WHAT THE TASK ASKS — Every record needs to be repeated exactly; its pictures do not.

|---|

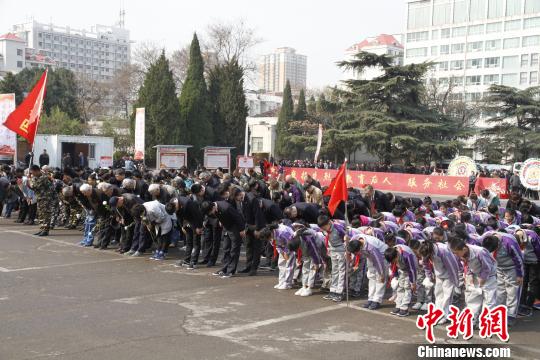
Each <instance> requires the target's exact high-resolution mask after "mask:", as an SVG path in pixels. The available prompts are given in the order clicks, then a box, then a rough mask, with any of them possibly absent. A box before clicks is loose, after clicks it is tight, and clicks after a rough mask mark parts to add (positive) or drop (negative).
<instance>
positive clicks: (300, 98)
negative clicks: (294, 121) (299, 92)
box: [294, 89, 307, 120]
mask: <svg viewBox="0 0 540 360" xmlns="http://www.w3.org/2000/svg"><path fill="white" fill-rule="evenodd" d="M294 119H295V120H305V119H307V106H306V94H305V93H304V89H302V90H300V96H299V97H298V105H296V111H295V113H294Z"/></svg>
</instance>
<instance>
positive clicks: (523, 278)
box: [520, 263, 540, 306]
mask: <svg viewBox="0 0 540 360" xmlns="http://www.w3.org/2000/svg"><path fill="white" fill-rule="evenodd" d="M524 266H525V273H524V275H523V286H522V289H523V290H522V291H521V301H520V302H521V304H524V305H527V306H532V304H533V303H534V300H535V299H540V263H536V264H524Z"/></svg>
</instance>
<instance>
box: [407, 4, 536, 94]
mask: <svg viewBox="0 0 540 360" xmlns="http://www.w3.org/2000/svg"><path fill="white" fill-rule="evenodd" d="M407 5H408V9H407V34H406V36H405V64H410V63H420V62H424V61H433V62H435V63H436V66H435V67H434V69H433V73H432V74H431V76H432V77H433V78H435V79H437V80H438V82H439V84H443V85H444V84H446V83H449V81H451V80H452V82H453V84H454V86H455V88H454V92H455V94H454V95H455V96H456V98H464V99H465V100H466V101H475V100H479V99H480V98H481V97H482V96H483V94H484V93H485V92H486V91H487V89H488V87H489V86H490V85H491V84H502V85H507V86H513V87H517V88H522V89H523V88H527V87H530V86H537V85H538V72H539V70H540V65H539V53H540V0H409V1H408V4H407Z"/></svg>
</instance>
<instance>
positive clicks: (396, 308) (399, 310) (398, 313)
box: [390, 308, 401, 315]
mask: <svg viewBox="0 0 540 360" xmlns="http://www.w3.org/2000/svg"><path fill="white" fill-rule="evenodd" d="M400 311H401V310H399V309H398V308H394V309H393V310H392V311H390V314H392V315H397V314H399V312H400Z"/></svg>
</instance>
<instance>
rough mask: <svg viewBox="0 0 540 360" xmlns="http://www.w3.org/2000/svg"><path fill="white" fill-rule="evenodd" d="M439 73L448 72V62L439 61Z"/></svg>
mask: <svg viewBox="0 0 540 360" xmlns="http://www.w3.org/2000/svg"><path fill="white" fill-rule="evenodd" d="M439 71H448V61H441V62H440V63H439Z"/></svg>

|---|

EXERCISE ANSWER —
Each <instance> requires the target's exact high-resolution mask after "mask:", as an SVG path in pixels. The available prompts are given in the order clicks, then a box, then a rough mask, with any of them possibly absent. A box before clicks is loose, after clicks it is tight, and clicks after a rough mask mark parts to add (positive) or drop (negative).
<instance>
positive clicks: (300, 98)
negative clicks: (294, 121) (299, 92)
box: [294, 89, 307, 120]
mask: <svg viewBox="0 0 540 360" xmlns="http://www.w3.org/2000/svg"><path fill="white" fill-rule="evenodd" d="M294 119H295V120H305V119H307V106H306V94H305V93H304V89H302V90H300V96H299V97H298V105H296V111H295V113H294Z"/></svg>
</instance>
<instance>
positive clicks: (523, 278)
box: [520, 263, 540, 306]
mask: <svg viewBox="0 0 540 360" xmlns="http://www.w3.org/2000/svg"><path fill="white" fill-rule="evenodd" d="M524 266H525V273H524V275H523V286H522V289H523V290H522V291H521V301H520V302H521V304H524V305H527V306H532V304H533V303H534V300H535V299H540V263H536V264H524Z"/></svg>
</instance>
<instance>
box: [407, 4, 536, 94]
mask: <svg viewBox="0 0 540 360" xmlns="http://www.w3.org/2000/svg"><path fill="white" fill-rule="evenodd" d="M407 5H408V9H407V34H406V36H405V64H410V63H420V62H424V61H433V62H435V63H436V66H435V67H434V69H433V73H432V74H431V76H432V77H433V78H435V79H437V80H438V82H439V84H443V85H444V84H446V83H449V81H451V80H452V82H453V84H454V86H455V88H454V92H455V94H454V95H455V96H456V98H464V99H465V100H466V101H475V100H479V99H480V98H481V97H482V96H483V94H484V93H485V92H486V91H487V89H488V87H489V86H490V85H491V84H502V85H507V86H513V87H517V88H522V89H523V88H527V87H530V86H537V85H538V72H539V70H540V65H539V53H540V0H409V1H408V4H407Z"/></svg>
</instance>
<instance>
positive clicks: (396, 308) (399, 310) (398, 313)
box: [390, 308, 401, 315]
mask: <svg viewBox="0 0 540 360" xmlns="http://www.w3.org/2000/svg"><path fill="white" fill-rule="evenodd" d="M400 311H401V310H399V309H398V308H394V309H393V310H392V311H390V314H392V315H397V314H399V312H400Z"/></svg>
</instance>
<instance>
rough mask: <svg viewBox="0 0 540 360" xmlns="http://www.w3.org/2000/svg"><path fill="white" fill-rule="evenodd" d="M439 73L448 72V62L439 61Z"/></svg>
mask: <svg viewBox="0 0 540 360" xmlns="http://www.w3.org/2000/svg"><path fill="white" fill-rule="evenodd" d="M439 71H448V61H441V62H440V63H439Z"/></svg>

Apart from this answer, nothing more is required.